:: Brief ::
Edit the stretch from the line containing "point per instance: dense" through the end of the lines, swapping "cluster" for "grove" and leaving everything else as it is. Return only that stretch.

[Location identification items]
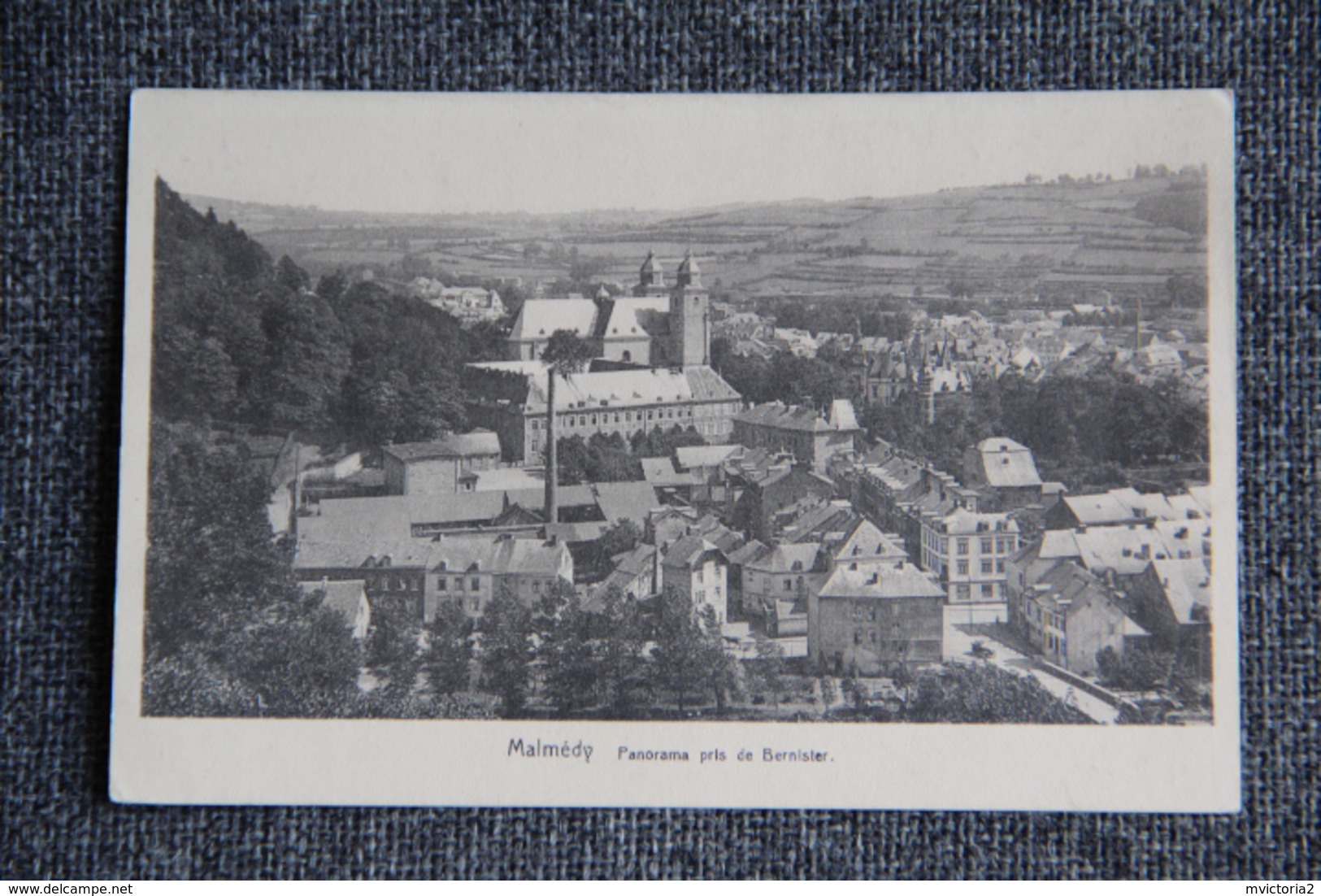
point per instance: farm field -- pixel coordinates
(1123, 236)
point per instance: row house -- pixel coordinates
(1071, 616)
(420, 574)
(866, 619)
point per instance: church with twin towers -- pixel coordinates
(651, 368)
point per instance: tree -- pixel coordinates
(394, 650)
(450, 649)
(228, 631)
(506, 640)
(690, 661)
(767, 669)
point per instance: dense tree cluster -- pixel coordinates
(228, 631)
(242, 338)
(1075, 426)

:: The answer ::
point per instance: dense tree grove -- pixel coordinates
(228, 631)
(242, 338)
(1075, 426)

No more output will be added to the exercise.